The food contains the natural sweetener Fructooligosaccharides which is 30 to 50 percent as sweet as other commercial sweeteners/syrups. It is usually derived from fruits and vegetables but it can come from grains and cereals. Dogs don’t really need sugar added to their diet. However, fructooligosaccharides (FOS for short) has some other benefits. It’s becoming popular as a prebiotic, for example, helping to increase gastrointestinal health. According to some sources, it may also help prevent yeast infections. According to some studies, FOS, together with inulin (which is not present in this particular dog food) promotes the absorption of calcium in animals (and in people). The microflora in the lower gut is able to ferment FOS which leads to a reduced pH. Since calcium is more soluble in acidic conditions, the intestines are better able to digest foods that contain calcium and transfer it to the bloodstream. FOS can also be considered a small dietary fiber with a low caloric value.

We also note the presence of inositol in the food. Inositol is a component of the B vitamin complex. It can be found in plant and animal tissue and it is necessary for the growth of yeasts and other fungi. It’s especially important as a part of a phospholipid found in the brain.

▶ **DATA SHOWN**
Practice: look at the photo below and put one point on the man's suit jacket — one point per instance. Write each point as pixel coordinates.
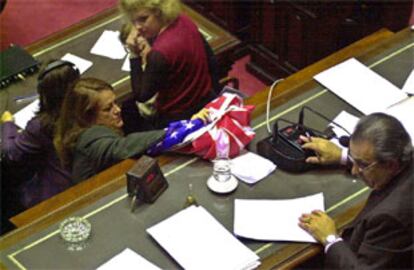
(381, 236)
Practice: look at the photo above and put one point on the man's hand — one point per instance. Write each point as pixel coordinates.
(327, 151)
(7, 117)
(318, 224)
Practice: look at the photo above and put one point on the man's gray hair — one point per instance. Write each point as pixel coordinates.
(387, 135)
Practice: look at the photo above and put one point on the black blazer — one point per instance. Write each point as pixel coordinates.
(381, 236)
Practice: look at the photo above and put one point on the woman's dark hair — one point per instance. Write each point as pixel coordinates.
(79, 112)
(387, 135)
(52, 88)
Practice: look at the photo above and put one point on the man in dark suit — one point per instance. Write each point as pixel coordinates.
(381, 236)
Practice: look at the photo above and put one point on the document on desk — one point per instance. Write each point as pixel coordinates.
(409, 84)
(361, 87)
(196, 240)
(347, 121)
(109, 45)
(241, 167)
(128, 259)
(275, 220)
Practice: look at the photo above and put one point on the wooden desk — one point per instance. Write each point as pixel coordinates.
(80, 38)
(290, 95)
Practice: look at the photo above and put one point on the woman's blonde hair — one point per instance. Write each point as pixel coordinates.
(169, 9)
(79, 112)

▶ **STUDY QUESTIONS**
[A] Transcribe part of the passage on dog food ingredients, beginning at the words "We also note" and stopping after "in the brain.".
[B] Answer these questions from the passage on dog food ingredients:
(i) How sweet is fructooligosaccharides compared with other commercial sweeteners or syrups?
(ii) Inositol is a component of what?
(iii) What can microflora in the lower gut do to FOS?

▶ **ANSWERS TO THE PROBLEMS**
[A]
We also note the presence of inositol in the food. Inositol is a component of the B vitamin complex. It can be found in plant and animal tissue and it is necessary for the growth of yeasts and other fungi. It’s especially important as a part of a phospholipid found in the brain.

[B]
(i) It is 30 to 50 percent as sweet.
(ii) The B vitamin complex.
(iii) Ferment it, which leads to a reduced pH.